It should be noted that persons with disabilities who live in the community may also be isolated if they do not receive adequate care and support. That is why we need to provide it. Independent living in a community with a suitable form and measure of support enables the creation of long-term relationships, allows freedom for decision-making about one’s life, and supports communication with other people regardless of obstacles.

Deinstitutionalization contributes to homelessness and crime.

While closing institutions, it is necessary to provide community services and support persons to use them. People need support to establish a satisfying and secure life when moving into a community. Without community support, housing, employment, and support networks, they can indeed become socially excluded, just like others who did not live in an institution but were pushed to the margins of society. Deinstitutionalization is an opportunity for all those people to get support.

Services must be available to all persons with disabilities, those moving from the institution to the community, and those already in the community who are disadvantaged or even at the risk of institutionalization. Only this way can we prevent social exclusion.

To leave the institution, residents must be capable of living independently (without assistance).

Living in a community is a human right and cannot be conditioned by the ability to live without support. Independent living does not mean that a person does not need any support or help with daily tasks. Regardless of whether a person has support in their daily lives, we can still talk about independent living.

But a person cannot live independently if dependent on an institution. Residents in institutions cannot be independent, nor can they learn to live outside the institutions. Only by the experience of living in the community can they learn this.

Living outside the institution carries too many risks for people with disabilities.

Institutions are often more dangerous places to live than the community. Neglect, physical and sexual abuse, forced treatment, and forced labour in institutions are not uncommon. The reasons are various – insufficient staff training, overcrowding, employees making decisions instead of residents, non-transparency, and isolation.

> **QUESTIONS ON THE MATERIAL**
(a) Answer these questions using the passage on deinstitutionalization, giving each answer on its own line and marking it (i), (ii) or (iii) to match:
(i) What three things does independent living in a community with suitable support enable?
(ii) According to the passage, living in a community cannot be conditioned by what?
(iii) How, according to the passage, can residents learn to live outside institutions?
(b) List every reason the passage on deinstitutionalization gives for the harms that occur in institutions.
(c) Resume the passage on deinstitutionalization from the end of its last sentence.

> **DATASET EXTRACT**
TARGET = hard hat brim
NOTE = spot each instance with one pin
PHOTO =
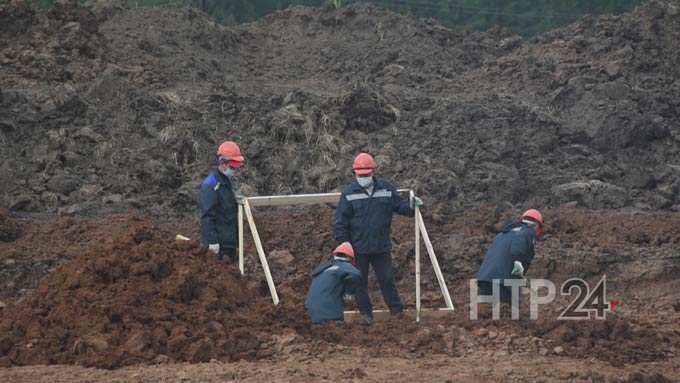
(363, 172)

...

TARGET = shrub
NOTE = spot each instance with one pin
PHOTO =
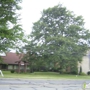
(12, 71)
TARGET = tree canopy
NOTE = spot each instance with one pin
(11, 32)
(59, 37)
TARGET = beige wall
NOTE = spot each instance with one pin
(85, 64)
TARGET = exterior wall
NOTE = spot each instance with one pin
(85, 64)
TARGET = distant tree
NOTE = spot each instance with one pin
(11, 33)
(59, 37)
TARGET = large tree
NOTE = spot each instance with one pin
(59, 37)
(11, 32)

> **TASK-BY-TASK ANSWERS**
(a)
(i) It enables the creation of long-term relationships, allows freedom for decision-making about one's life, and supports communication with other people regardless of obstacles.
(ii) The ability to live without support.
(iii) Only by the experience of living in the community.

(b)
- Insufficient staff training
- Overcrowding
- Employees making decisions instead of residents
- Non-transparency
- Isolation

(c)
On the other hand, living in a community allows people to take control of the type and level of support they need. Individual needs and desires are at the centre, but at the same time, taking responsibility and the right to live in the chosen environment are also important. The number of incidents did not increase where deinstitutionalization was carried out professionally and following good practice.

Living in institutions is riskier than outside their walls.

Community services are much more expensive.

There is no evidence that community-based care models are significantly more expensive than institutional care. Nevertheless, there is a general unfounded belief that community services cost more than living in institutions. Because of such ideas, decision-makers often prefer the option of institutional care.

Various studies suggest that the difference in costs is not significant. For example, when analyzing the cost-effectiveness of closing institutions in Finland, they found that community-based care was about seven percent more expensive than institutional care. Although the community costs of housing and primary care were lower than in institutional care, the total costs of community care were higher due to using other services. In the institutions, these costs were included in the price of the day.

However, all family members reported significantly better quality of life after the residents left the institution. The hospital care period was shortened, the amount of medication reduced, and their behavior changed for the better. There was also a significant change in people-to-people relationships, as there were significantly more interactions in the community.

Beneficial effects on people thus outweighed the slightly higher cost of community care.